[EXERCISE GOAL]
Rewrite the part of the records that opens with the line containing "branch. Keep to one point per instance." and runs through the end of the records, changing "scaffolding pole bundle" to "bundle of scaffolding poles" and leaving everything else as it is.

•••••

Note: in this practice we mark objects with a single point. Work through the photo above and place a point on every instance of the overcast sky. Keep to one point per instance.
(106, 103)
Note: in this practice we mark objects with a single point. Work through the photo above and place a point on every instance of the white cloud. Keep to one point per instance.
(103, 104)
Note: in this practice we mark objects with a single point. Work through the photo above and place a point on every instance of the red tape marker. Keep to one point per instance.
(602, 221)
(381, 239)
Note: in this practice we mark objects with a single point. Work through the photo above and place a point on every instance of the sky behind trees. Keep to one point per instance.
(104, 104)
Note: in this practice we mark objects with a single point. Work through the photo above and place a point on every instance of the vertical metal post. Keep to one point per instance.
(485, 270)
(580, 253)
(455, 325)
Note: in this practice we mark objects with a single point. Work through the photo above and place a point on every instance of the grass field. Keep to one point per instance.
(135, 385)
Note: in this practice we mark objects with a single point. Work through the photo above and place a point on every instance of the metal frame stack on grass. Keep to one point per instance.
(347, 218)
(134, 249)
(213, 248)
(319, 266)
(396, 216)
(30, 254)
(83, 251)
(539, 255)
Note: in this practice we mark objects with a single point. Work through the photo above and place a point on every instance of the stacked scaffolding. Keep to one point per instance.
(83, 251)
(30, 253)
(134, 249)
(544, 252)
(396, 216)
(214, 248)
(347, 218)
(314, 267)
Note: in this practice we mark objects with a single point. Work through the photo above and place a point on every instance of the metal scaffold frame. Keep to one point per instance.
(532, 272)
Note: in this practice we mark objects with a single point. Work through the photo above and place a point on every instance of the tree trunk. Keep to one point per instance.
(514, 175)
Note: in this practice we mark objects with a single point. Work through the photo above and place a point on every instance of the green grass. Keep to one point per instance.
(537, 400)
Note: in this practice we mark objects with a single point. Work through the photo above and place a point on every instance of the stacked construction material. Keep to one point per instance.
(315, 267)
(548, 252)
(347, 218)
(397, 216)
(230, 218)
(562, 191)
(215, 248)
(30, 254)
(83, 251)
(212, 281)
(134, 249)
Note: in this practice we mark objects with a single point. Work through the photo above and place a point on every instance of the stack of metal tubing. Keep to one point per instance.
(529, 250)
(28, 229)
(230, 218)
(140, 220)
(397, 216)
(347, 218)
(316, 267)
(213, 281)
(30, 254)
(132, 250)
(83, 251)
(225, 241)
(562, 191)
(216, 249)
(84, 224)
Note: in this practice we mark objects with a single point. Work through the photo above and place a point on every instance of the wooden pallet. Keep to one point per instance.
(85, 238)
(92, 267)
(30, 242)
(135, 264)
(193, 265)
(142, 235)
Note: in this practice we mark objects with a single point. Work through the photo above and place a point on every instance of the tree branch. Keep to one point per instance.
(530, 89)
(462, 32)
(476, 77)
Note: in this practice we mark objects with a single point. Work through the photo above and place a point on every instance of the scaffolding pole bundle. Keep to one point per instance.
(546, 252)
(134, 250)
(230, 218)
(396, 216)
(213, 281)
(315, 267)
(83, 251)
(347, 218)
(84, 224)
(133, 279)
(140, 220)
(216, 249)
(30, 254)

•••••

[SOLUTION FOR THIS EXERCISE]
Note: in this practice we mark objects with a single point. Work through the photo above and place a point on every instance of the tree branch. Keep to one point per instance.
(530, 89)
(462, 32)
(476, 77)
Note: in this practice we mark objects with a single point. Work through the photo above and place a point on every instance of the bundle of scaffolding poles. Keep to one point per instance.
(546, 252)
(134, 250)
(230, 218)
(396, 216)
(213, 281)
(315, 267)
(83, 251)
(347, 218)
(84, 224)
(133, 279)
(140, 220)
(216, 249)
(30, 254)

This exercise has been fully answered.